# To do:
Leave the pictures out and print every record below exactly as it stands.

===== Source records =====

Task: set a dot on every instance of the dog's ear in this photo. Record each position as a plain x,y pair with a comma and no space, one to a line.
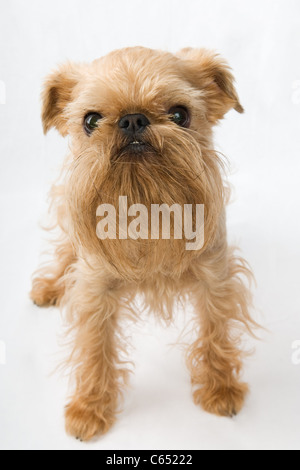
57,94
209,72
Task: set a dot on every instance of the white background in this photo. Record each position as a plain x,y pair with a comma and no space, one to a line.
261,40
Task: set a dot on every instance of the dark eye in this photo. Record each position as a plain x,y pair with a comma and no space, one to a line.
91,122
180,116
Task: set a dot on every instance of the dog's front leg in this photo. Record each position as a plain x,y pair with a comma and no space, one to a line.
93,309
215,358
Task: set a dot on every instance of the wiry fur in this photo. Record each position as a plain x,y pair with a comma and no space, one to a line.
96,281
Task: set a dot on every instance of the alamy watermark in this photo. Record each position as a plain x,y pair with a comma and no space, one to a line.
160,222
2,353
296,353
2,92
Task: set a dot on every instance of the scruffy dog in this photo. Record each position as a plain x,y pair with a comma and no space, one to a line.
140,124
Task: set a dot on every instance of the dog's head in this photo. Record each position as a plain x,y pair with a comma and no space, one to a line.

=====

# Answer to this task:
Task: set a dot on every instance of the dog's ear in this photo. Record each position as a plain x,y pair with a comma and no space, one to a line.
57,94
209,72
Task: set a dot on every instance of the white background in this photo. Record each position as a plain x,y pair with a comma and no space, one to a line.
261,40
Task: set a dot on every instance of the dark eye in this photo. Record each position as a plain x,y pair with a comma and no space, one to a line.
91,122
180,116
Task: set a dot on every instance of the dog's front leg in this photo. Record each position as a plain x,y pair with a comma and no space, one to a line.
93,309
215,358
Task: set a dot on every instance of the wiry fur in this photo. Record each position as a plain x,y pair with a comma and no space, one to a line.
96,281
Task: set a dot on every instance of the alamy watermark in this photo. Record each position as a plain x,y pair with a comma and no space, one to a line.
160,222
2,353
296,353
2,92
Task: set a dot on every instance of the scruffy dog in this photo. Record each position as a plain x,y pair with a comma and no space, one to a line.
140,124
Task: set a dot on every instance of the dog's head in this photo. Record each position as a plain x,y pair with a comma and no space, one to a line.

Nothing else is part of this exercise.